:: Instructions for the task ::
Output the records in full, exactly as given.

Data supplied START

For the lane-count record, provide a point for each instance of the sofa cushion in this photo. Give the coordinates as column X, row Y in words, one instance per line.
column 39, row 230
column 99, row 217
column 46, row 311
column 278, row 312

Data supplied END

:: Expected output ::
For the lane-count record, provide a point for each instance of the sofa cushion in this photo. Give the coordinates as column X, row Y in words, one instance per line.
column 39, row 230
column 99, row 217
column 46, row 311
column 278, row 312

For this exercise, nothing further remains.